RECORDS FOR THE TASK>
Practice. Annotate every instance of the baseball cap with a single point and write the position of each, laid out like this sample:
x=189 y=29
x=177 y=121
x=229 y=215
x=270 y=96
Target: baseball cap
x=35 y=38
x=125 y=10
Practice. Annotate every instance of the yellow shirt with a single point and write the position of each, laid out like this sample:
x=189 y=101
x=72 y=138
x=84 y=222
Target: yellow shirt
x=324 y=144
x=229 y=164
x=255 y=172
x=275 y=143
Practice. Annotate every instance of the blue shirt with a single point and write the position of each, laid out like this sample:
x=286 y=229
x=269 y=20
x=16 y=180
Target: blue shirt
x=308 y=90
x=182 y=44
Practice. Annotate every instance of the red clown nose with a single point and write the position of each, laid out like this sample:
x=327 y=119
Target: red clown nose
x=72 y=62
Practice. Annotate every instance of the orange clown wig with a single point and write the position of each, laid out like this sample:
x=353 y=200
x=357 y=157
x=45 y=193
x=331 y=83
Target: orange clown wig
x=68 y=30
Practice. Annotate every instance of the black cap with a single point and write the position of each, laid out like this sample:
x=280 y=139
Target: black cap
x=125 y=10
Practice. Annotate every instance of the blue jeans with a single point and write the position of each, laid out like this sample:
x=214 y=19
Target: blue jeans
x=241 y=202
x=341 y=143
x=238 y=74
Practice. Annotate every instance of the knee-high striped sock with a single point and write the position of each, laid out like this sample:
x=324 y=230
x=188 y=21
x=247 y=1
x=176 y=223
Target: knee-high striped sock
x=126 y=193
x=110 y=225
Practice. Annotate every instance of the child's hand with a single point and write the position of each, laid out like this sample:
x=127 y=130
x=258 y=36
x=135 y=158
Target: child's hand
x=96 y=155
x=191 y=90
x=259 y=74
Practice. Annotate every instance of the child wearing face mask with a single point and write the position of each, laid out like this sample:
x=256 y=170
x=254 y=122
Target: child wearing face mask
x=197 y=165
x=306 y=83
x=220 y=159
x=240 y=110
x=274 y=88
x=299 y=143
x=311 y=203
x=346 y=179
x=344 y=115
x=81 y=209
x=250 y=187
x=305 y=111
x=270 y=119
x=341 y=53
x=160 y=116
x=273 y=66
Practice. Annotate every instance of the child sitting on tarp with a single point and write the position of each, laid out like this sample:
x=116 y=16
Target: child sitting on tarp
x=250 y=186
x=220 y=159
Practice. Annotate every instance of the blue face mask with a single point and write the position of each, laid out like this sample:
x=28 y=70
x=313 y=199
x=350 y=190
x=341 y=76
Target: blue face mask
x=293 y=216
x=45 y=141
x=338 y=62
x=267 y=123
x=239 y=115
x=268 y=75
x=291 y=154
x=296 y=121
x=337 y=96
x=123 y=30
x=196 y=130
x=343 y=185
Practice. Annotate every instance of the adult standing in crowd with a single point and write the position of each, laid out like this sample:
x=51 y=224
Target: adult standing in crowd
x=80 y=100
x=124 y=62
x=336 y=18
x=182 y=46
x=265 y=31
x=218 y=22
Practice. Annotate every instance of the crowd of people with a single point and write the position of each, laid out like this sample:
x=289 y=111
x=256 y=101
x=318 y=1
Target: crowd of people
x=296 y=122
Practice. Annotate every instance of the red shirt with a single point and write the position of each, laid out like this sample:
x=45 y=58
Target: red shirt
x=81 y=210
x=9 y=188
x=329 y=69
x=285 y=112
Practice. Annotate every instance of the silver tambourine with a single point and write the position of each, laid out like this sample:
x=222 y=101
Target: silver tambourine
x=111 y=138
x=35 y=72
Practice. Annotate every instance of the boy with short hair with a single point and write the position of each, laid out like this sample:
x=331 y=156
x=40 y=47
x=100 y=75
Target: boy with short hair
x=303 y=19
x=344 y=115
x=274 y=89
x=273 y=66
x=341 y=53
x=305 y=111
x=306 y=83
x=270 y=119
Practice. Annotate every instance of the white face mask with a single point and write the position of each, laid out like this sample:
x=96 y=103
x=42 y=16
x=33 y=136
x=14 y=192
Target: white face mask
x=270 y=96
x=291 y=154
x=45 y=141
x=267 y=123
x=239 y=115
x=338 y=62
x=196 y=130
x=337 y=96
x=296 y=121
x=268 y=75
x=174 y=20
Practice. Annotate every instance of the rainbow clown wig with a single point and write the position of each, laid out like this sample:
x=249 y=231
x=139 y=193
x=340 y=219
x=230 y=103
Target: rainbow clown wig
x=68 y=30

EXERCISE> Can you reproduce all of the data above with each "Annotate" swapped for "Mark" and everything else left as it is?

ANSWER BELOW>
Practice. Mark every instance of the baseball cap with a single point and write the position of each, laid out like this sample:
x=189 y=29
x=177 y=121
x=229 y=215
x=270 y=96
Target: baseball cap
x=35 y=38
x=125 y=10
Practice. Mark every instance of the yellow shirt with a single point and write the position of each, laid out like this sample:
x=189 y=101
x=72 y=138
x=84 y=222
Target: yellow shirt
x=324 y=144
x=229 y=164
x=255 y=172
x=275 y=143
Practice. Mark every instance of the blue shirt with a single point and write the position of each, laid out like this sample:
x=286 y=229
x=269 y=20
x=16 y=180
Target: blue shirt
x=308 y=90
x=182 y=44
Practice. Mark every instance of the red clown nose with a single point and write the position of each, laid out like this sample:
x=327 y=119
Target: red clown nose
x=72 y=62
Practice. Mark every instance of the orange clown wig with a single point and write the position of each, laid out like this sample:
x=353 y=200
x=357 y=157
x=45 y=193
x=331 y=83
Target: orange clown wig
x=68 y=30
Practice. Mark every instance of the black cap with a single point and write the position of each, laid out like this sample:
x=280 y=139
Target: black cap
x=125 y=10
Practice. Mark every instance of the blue jeans with a single point and write the position of each, laid out like this sample:
x=214 y=19
Target: blue jeans
x=241 y=202
x=341 y=143
x=238 y=74
Practice. Mark every instance of the knee-high striped sock with a single point and write the position of each, laid out like this sample:
x=324 y=230
x=188 y=21
x=247 y=1
x=176 y=223
Target: knee-high striped sock
x=126 y=193
x=110 y=225
Practice. Mark every instance of the child's hand with a single point and write the position of each, laid out like this sample:
x=127 y=130
x=258 y=36
x=135 y=158
Target: child's hand
x=96 y=155
x=191 y=90
x=259 y=74
Practice. Mark every instance of the child wearing face mask with a single point and write the position of each, laid out like this sample:
x=256 y=170
x=254 y=122
Target: child wearing face mask
x=197 y=165
x=306 y=83
x=220 y=159
x=240 y=110
x=274 y=88
x=299 y=143
x=311 y=203
x=346 y=179
x=344 y=115
x=81 y=209
x=250 y=187
x=305 y=111
x=270 y=119
x=341 y=53
x=160 y=116
x=273 y=66
Practice. Mark every instance of the child sitting on tarp with a single point and write the position of each, laid out like this sample:
x=116 y=16
Target: child sitting on tarp
x=250 y=186
x=220 y=159
Practice. Mark every instance of the blue face mask with a single point and write the position of each, laid out like this sample:
x=28 y=70
x=313 y=199
x=350 y=190
x=341 y=76
Target: blue face mask
x=293 y=216
x=45 y=141
x=338 y=62
x=267 y=123
x=239 y=115
x=268 y=75
x=291 y=154
x=296 y=121
x=337 y=96
x=123 y=30
x=196 y=130
x=343 y=185
Practice. Mark every instance of the adult standing in crowd with a single point and write the position of each, laid out like this sample:
x=51 y=224
Target: adult standing in crowd
x=80 y=100
x=124 y=62
x=336 y=18
x=182 y=46
x=265 y=31
x=218 y=22
Practice. Mark every instance of the crowd of people with a single point and write the position of each, laid out like this sample:
x=289 y=111
x=256 y=101
x=318 y=1
Target: crowd of people
x=296 y=122
Practice. Mark every instance of the red shirt with a single point and write the position of each, laid out like this sample:
x=45 y=58
Target: red shirt
x=81 y=210
x=9 y=188
x=329 y=69
x=285 y=112
Practice. Mark every instance of the silver tambourine with a single point and write the position of each, laid out like this sample:
x=222 y=101
Target: silver tambourine
x=111 y=138
x=35 y=72
Practice. Mark every instance of the boy with short hair with a single point and write the position of each, laid out like this sample:
x=331 y=156
x=40 y=47
x=100 y=75
Target: boy with short hair
x=303 y=19
x=344 y=115
x=274 y=89
x=273 y=66
x=341 y=53
x=305 y=111
x=306 y=83
x=270 y=119
Practice. Mark every instance of the white face mask with a single point and write the position of each, laid out like this sample:
x=96 y=103
x=42 y=16
x=33 y=136
x=14 y=192
Target: white face mask
x=270 y=96
x=291 y=154
x=45 y=141
x=267 y=123
x=239 y=115
x=338 y=62
x=196 y=130
x=337 y=96
x=296 y=121
x=268 y=75
x=174 y=20
Practice. Mark every instance of the rainbow clown wig with a single point and write the position of each, laid out like this sample:
x=249 y=231
x=139 y=193
x=340 y=219
x=230 y=103
Target: rainbow clown wig
x=68 y=30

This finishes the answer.